Object point labels
_ _ _ _
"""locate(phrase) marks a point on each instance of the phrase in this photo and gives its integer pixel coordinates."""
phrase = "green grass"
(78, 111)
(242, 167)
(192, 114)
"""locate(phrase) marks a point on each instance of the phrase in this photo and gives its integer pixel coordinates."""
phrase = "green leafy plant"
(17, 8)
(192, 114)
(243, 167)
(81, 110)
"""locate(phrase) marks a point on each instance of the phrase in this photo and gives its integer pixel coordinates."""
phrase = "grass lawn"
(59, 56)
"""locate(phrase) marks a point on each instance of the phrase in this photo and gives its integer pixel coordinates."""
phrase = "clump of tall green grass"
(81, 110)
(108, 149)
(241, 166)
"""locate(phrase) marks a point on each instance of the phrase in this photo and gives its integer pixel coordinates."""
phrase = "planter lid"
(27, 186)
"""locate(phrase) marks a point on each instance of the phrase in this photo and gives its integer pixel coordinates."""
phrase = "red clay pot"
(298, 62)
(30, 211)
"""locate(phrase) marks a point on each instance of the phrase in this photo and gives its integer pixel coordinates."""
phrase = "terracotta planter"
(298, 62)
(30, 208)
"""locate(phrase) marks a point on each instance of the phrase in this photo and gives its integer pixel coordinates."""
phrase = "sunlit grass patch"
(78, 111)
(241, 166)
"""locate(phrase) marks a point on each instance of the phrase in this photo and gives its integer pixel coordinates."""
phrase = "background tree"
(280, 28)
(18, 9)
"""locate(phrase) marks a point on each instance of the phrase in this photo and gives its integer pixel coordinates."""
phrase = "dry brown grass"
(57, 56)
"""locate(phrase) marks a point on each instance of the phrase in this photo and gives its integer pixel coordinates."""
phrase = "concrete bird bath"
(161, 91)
_ _ _ _
Given task = Copy all the records above precisely.

Complete output =
"""locate(phrase) marks a point on each instance of the phrase in this photo and gives its integer pixel coordinates."""
phrase = "green grass"
(78, 111)
(242, 167)
(192, 114)
"""locate(phrase) marks a point on each instance of the phrase in this photo and gives its integer pixel coordinates."""
phrase = "green leafy plant"
(17, 8)
(192, 114)
(243, 167)
(81, 110)
"""locate(phrase) marks a point on each instance of the phrase in this photo and gives its integer pixel coordinates."""
phrase = "grass lawn"
(59, 56)
"""locate(phrase) marks a point on each instance of the phrase in this photo and gives its integer pixel coordinates."""
phrase = "clump of tall green grass"
(81, 110)
(108, 149)
(241, 166)
"""locate(phrase) marks a point on each instance of the phrase in this photo and gives its integer pixel coordinates."""
phrase = "planter lid"
(27, 186)
"""locate(phrase) marks a point on each instance of the phrase in this photo and gives its integer pixel coordinates."""
phrase = "red clay pot"
(298, 62)
(30, 211)
"""locate(phrase) marks a point on each instance of the phrase in this photo and gives its integer pixel coordinates."""
phrase = "terracotta planter"
(298, 62)
(30, 208)
"""locate(phrase) marks a point on each instance of the phrase in this photo and gives its integer pixel coordinates."""
phrase = "sunlit grass patch"
(78, 111)
(241, 166)
"""locate(phrase) marks a point on each instance of the phrase in this photo and gives its integer pixel coordinates."""
phrase = "background tree"
(280, 28)
(18, 9)
"""locate(phrase) marks a point on each instance of the phrase in this photo and gives its integer pixel coordinates."""
phrase = "dry brown grass"
(57, 56)
"""locate(phrase) marks a point on each instance of the phrase in this photo and gives its integer pixel coordinates."""
phrase = "concrete bird bath"
(161, 91)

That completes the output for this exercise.